■ **TASK PROMPT**
The entries that follow should be reproduced exactly, with no images carried over.

[Extracted records]

==================================================

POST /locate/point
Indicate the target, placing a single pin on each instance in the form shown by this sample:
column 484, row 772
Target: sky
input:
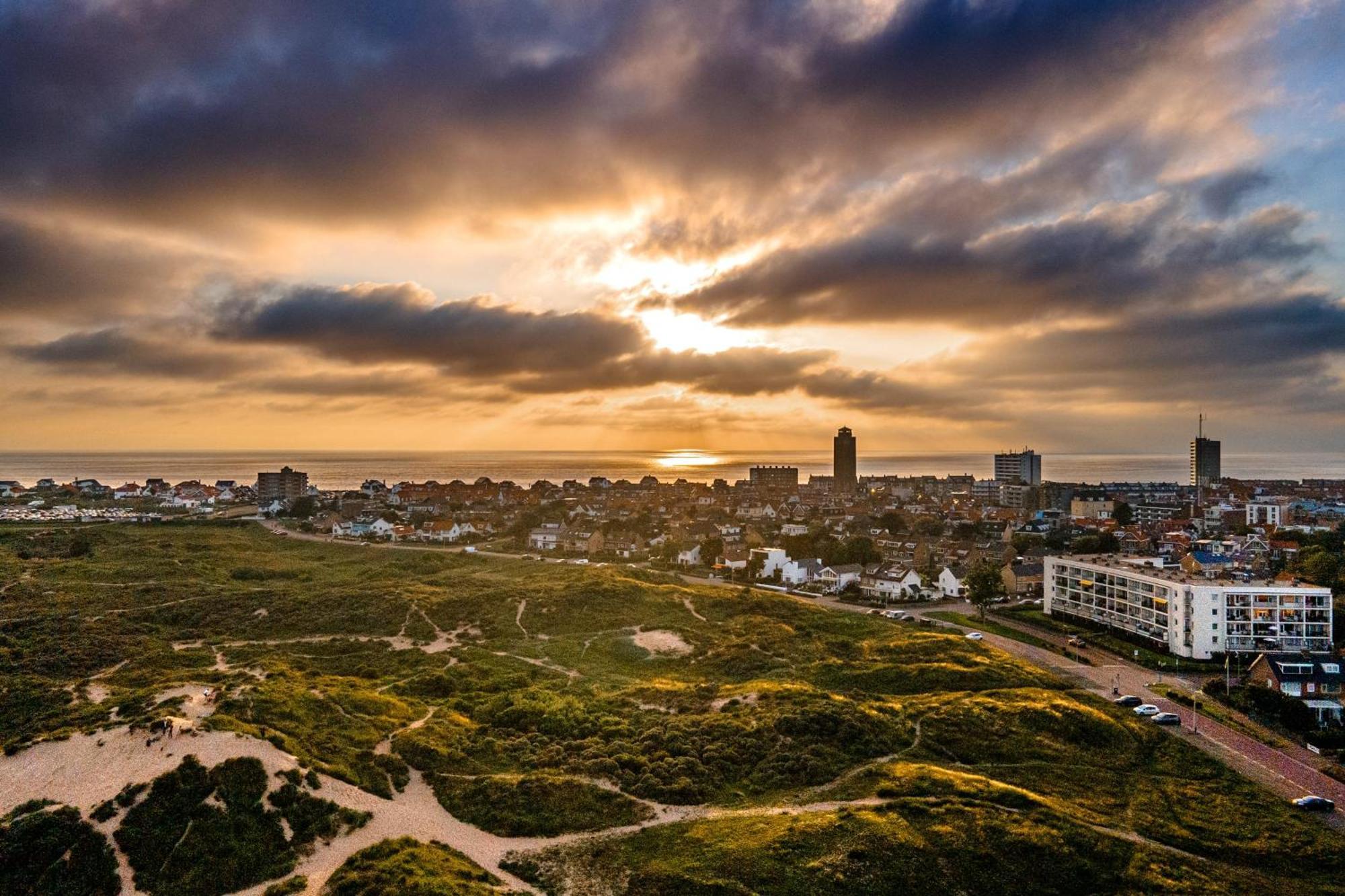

==================================================

■ **RESULT OF THIS TASK**
POST /locate/point
Indicate the target, placing a single pin on each instance in the form shown by this sample:
column 484, row 772
Target: sky
input:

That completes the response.